What to work on:
Rewrite the entire listing below, replacing "outline it" with "enclose it" everywhere and changing nothing else. Omit the pictures from your version.

Rows from a box labeling dataset:
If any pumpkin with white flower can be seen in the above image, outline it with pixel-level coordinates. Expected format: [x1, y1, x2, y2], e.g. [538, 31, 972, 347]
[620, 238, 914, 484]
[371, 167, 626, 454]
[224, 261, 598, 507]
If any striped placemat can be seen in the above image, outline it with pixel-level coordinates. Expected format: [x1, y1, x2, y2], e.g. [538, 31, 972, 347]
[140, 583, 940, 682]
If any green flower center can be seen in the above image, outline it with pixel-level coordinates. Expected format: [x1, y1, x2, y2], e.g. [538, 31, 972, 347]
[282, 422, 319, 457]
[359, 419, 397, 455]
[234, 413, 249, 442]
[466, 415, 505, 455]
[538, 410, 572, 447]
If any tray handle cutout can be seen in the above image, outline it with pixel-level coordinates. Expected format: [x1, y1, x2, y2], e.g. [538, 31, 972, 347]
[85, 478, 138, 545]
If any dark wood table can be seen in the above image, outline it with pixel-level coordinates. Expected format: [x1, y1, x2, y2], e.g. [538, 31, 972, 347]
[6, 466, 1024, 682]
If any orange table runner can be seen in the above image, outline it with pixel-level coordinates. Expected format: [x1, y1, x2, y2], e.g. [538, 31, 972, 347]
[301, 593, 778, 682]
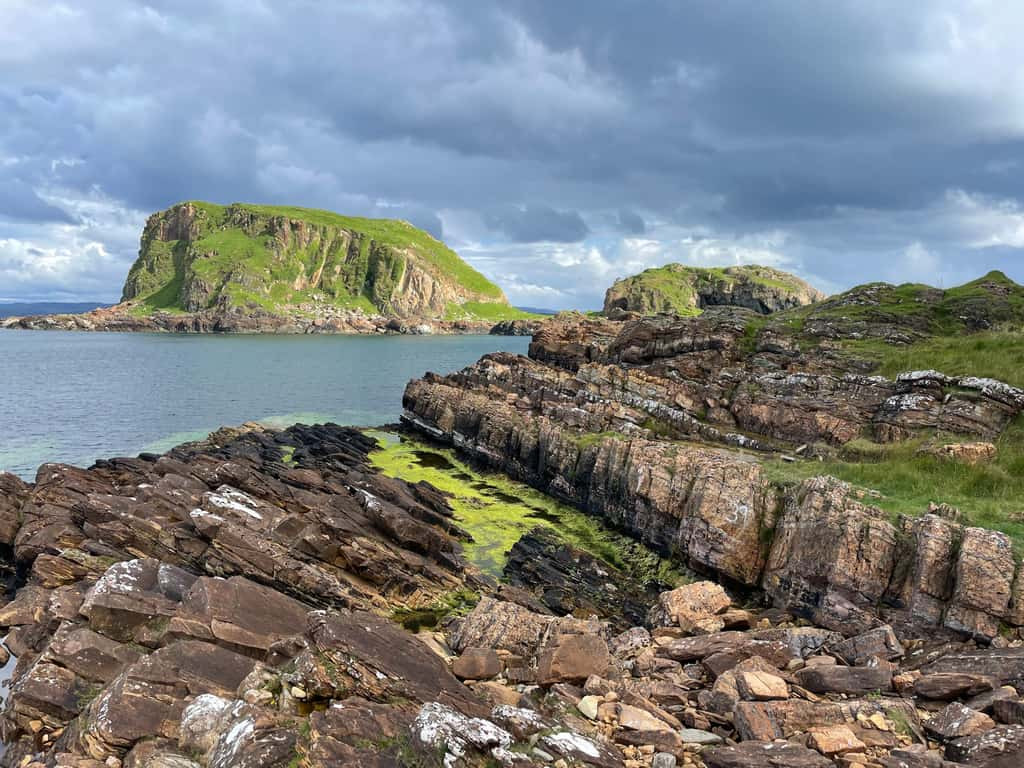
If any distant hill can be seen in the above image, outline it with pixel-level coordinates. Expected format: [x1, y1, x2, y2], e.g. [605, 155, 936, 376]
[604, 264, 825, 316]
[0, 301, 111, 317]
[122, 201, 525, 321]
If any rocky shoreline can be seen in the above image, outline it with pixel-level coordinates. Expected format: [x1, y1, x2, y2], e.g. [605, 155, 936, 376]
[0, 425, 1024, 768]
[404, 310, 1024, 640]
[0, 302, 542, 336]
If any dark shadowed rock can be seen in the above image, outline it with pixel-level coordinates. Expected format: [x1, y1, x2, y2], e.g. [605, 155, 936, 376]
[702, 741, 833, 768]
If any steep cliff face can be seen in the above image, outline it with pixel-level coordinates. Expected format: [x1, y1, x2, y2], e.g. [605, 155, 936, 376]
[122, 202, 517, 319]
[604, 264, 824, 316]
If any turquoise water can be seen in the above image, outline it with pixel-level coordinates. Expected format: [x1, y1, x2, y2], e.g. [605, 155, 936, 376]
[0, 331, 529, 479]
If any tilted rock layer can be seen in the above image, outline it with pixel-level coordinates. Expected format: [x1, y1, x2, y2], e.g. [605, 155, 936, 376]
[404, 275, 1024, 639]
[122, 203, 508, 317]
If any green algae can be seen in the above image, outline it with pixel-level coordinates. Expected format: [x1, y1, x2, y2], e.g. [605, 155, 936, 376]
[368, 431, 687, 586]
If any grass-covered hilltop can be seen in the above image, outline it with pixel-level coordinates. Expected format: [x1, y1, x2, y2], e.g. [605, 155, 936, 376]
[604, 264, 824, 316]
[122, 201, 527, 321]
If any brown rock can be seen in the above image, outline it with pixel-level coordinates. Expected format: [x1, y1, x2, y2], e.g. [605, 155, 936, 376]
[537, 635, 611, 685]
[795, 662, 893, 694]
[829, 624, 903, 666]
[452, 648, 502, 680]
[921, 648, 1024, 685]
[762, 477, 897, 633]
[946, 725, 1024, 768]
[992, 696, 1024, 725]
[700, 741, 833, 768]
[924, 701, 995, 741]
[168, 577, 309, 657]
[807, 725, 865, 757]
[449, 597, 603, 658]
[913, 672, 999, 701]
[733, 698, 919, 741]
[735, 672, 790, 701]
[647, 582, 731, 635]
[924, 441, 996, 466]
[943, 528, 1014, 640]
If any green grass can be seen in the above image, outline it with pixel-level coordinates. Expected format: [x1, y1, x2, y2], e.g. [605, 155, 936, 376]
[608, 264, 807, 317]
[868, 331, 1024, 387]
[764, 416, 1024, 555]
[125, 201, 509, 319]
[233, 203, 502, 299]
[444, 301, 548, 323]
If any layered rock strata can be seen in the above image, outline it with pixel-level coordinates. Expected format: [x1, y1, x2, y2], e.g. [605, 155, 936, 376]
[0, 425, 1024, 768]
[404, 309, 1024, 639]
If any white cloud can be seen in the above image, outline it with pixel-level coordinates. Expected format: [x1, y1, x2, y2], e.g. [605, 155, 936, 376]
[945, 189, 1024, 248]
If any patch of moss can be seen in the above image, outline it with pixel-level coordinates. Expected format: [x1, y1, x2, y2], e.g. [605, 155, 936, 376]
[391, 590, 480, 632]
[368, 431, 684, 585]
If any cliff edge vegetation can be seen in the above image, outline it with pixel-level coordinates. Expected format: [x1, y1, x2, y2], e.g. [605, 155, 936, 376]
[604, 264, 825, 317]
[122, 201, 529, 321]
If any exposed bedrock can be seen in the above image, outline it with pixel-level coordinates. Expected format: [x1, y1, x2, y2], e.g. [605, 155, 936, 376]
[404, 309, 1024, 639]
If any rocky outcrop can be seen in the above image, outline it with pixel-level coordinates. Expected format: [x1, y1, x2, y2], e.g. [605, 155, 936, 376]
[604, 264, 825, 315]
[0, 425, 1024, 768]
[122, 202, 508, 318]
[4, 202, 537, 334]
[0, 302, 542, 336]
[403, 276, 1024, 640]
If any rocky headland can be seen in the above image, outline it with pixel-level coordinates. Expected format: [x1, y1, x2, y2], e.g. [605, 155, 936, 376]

Output for this task:
If any pumpkin with white flower can be seen in the above image, enclose it with pixel-level coordinates. Expected format: [x1, y1, x2, y2], e.g. [538, 31, 972, 347]
[620, 238, 914, 484]
[371, 167, 626, 454]
[224, 261, 598, 507]
If any striped placemat can be seen in the above image, enclose it with pixel-level coordinates. Expected format: [x1, y1, x2, y2], e.g. [538, 31, 972, 347]
[140, 583, 940, 682]
If any green flower center can be seen in the above image, enclose it with pixel-level coordinates. Expected format: [x1, y1, x2, y2], e.g. [538, 31, 972, 347]
[282, 422, 319, 457]
[359, 419, 397, 455]
[234, 413, 249, 442]
[466, 415, 505, 455]
[538, 410, 572, 447]
If any tray handle cutout can be seen in the above image, enclose it with pixel-level coordinates. Expected format: [x1, y1, x2, y2], e.g. [538, 31, 972, 347]
[85, 478, 138, 545]
If any dark wood table can be seen in the above image, enclose it with pixel-level coordinates. Expected format: [x1, y1, x2, y2], e.g. [538, 31, 972, 347]
[6, 466, 1024, 682]
If any orange table runner can be seen in the above image, enclose it with pixel-level coordinates. Expected format: [x1, y1, x2, y2], e.g. [538, 31, 972, 347]
[301, 593, 778, 682]
If any distant hill can be seen in the above image, enclose it with pixel-level coordinates. Expected format: [x1, y1, x2, y2], e.g. [605, 155, 936, 376]
[604, 264, 825, 316]
[0, 301, 111, 317]
[122, 201, 525, 321]
If any rocky shoreline can be seen in the above image, enclose it with pixel-level coordinates. Expected format: [x1, y1, x2, y2], e.g. [605, 155, 936, 376]
[0, 425, 1024, 768]
[404, 310, 1024, 640]
[0, 302, 542, 336]
If any dark shadowed rock can be seen in the above image, enclose it with pixel-level coordinates. Expected format: [x1, y1, x2, y2], e.g. [605, 155, 936, 376]
[702, 741, 833, 768]
If any steep cliff face can be seen in the above image, enclose it with pixel-level coordinates. Expected format: [x1, y1, x2, y2], e.g. [605, 155, 936, 376]
[122, 202, 517, 319]
[604, 264, 824, 316]
If any turquoise water can be seen in the above image, enclose it with pixel-level coordinates. Expected format: [x1, y1, x2, y2], e.g. [605, 155, 936, 376]
[0, 331, 529, 479]
If any tilted rock layer can be seen in the above image, enclose it with pixel-level coordinates. Expected format: [x1, y1, x2, y2], e.g. [605, 155, 936, 376]
[404, 275, 1024, 639]
[122, 203, 508, 317]
If any green algae can be seen in the above image, enclose it with pixel-level coordinates. Expected format: [x1, y1, x2, y2], e.g. [605, 155, 936, 376]
[368, 431, 687, 586]
If any grass-covered hilltop can be seen in the above image, enclose it with pixel-level coordinates. Expected format: [x1, y1, x2, y2], e.g. [605, 155, 936, 376]
[604, 264, 824, 316]
[122, 201, 527, 321]
If any brown rock can be seen in the above image, enclose it with pixel-level coordinates. Expected format: [x1, y1, x2, y2], e.g. [605, 155, 936, 376]
[537, 635, 611, 685]
[795, 662, 893, 694]
[829, 624, 903, 666]
[452, 648, 502, 680]
[921, 648, 1024, 685]
[762, 477, 897, 633]
[946, 725, 1024, 768]
[992, 696, 1024, 725]
[700, 741, 833, 768]
[924, 701, 995, 741]
[168, 577, 309, 657]
[807, 725, 865, 757]
[449, 597, 603, 658]
[913, 672, 999, 701]
[733, 698, 919, 741]
[735, 672, 790, 701]
[647, 582, 731, 635]
[924, 441, 996, 466]
[943, 528, 1014, 640]
If any green grass can be seen in the above image, enclose it with pixel-level coordinates. Expected format: [x1, y1, x2, y2], e.g. [605, 155, 936, 376]
[608, 264, 807, 317]
[868, 331, 1024, 387]
[764, 416, 1024, 555]
[125, 201, 509, 319]
[233, 203, 502, 299]
[444, 301, 548, 323]
If any layered rock strata can be seen in the above image, enclose it with pixel-level coordinates. Expected format: [x1, y1, x2, y2], e.g. [605, 155, 936, 376]
[0, 425, 1024, 768]
[404, 309, 1024, 639]
If any white cloud can be seen in the above image, enclose it with pixel-level coordinates. Expected format: [x1, y1, x2, y2], e.g. [605, 155, 936, 376]
[945, 189, 1024, 248]
If any patch of moss can be seen in the above image, enclose it with pixel-level coordinates. Expected format: [x1, y1, x2, y2], e.g. [605, 155, 936, 376]
[391, 590, 480, 632]
[368, 431, 684, 585]
If any cliff edge vegetation can be seen in the above image, enclose it with pixel-level coordinates. Expected format: [x1, y1, x2, y2], e.g. [605, 155, 936, 376]
[604, 264, 825, 317]
[122, 201, 529, 321]
If any exposed bedrock can be seen in the above image, enclose it with pixel-level coordinates. Expected format: [x1, y1, x2, y2], e.g. [605, 155, 936, 376]
[404, 309, 1024, 639]
If any rocky outcrop can be seen in the above image, enclose it with pixel-level coordinates. Expected format: [x1, y1, x2, y2], e.g. [605, 155, 936, 376]
[604, 264, 825, 315]
[0, 425, 1024, 768]
[122, 202, 508, 318]
[4, 202, 537, 334]
[0, 302, 542, 336]
[403, 276, 1024, 640]
If any rocky headland can be seen in the above image, enclose it with pixel-level coordinates. Expected format: [x1, y1, x2, y2], e.g. [605, 155, 936, 376]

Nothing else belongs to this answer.